• [Assignment 1]: In the article on the OECD's analysis of Australia's economy, rewrite the passage from "But it suggests" up to and including "to sustain recovery.", replacing "fiscal stimulus package" with "spending package".
• [Assignment 2]: According to the article on the OECD's analysis of Australia's economy, what budget surplus is forecast for this financial year?

(Exercise text begins)

The Federal Government should be prepared to delay returning the budget to surplus if economic conditions significantly worsen, according to an international analysis of Australia's economy.
A report by the Organisation for Economic Co-operation and Development (OECD) says the forecast surplus of $1.1 billion this financial year could turn into a deficit of 2-3 per cent of GDP if the terms of trade return to their longer-term average.
It says Australia weathered the global financial crisis well, through sound macroeconomic policy and strong demand from China.
But it suggests the Government should be flexible about its approach to the budget, saying: "Authorities should let automatic stabilisers work in case of a sharper-than-expected cyclical weakening, even if this postpones the return to a budgetary surplus".
The report adds to the growing calls for a possible delay to surplus, .
If a new economic crisis were to break out, the OECD suggests the Government should be prepared to implement a new fiscal stimulus package, as it did during 2008-09.
Treasurer Wayne Swan says the report is another sign that Australia's economy has been well managed, and that the current policy mix is appropriate to sustain recovery.

(Exercise text ends)
(Recorded data begins)

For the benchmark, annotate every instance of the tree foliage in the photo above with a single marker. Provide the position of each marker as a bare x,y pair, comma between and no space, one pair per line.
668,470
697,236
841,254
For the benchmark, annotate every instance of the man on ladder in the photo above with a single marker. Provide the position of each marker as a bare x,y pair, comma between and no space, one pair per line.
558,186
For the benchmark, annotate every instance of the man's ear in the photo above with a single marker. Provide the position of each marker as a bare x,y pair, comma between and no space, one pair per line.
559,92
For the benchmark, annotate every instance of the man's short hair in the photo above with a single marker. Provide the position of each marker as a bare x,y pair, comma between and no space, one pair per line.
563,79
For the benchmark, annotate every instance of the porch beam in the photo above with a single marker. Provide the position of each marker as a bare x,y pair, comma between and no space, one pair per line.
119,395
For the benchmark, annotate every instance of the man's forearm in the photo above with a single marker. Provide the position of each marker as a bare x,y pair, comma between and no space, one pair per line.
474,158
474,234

(Recorded data ends)

• [Problem solution 1]:
But it suggests the Government should be flexible about its approach to the budget, saying: "Authorities should let automatic stabilisers work in case of a sharper-than-expected cyclical weakening, even if this postpones the return to a budgetary surplus".
The report adds to the growing calls for a possible delay to surplus, .
If a new economic crisis were to break out, the OECD suggests the Government should be prepared to implement a new spending package, as it did during 2008-09.
Treasurer Wayne Swan says the report is another sign that Australia's economy has been well managed, and that the current policy mix is appropriate to sustain recovery.

• [Problem solution 2]: $1.1 billion.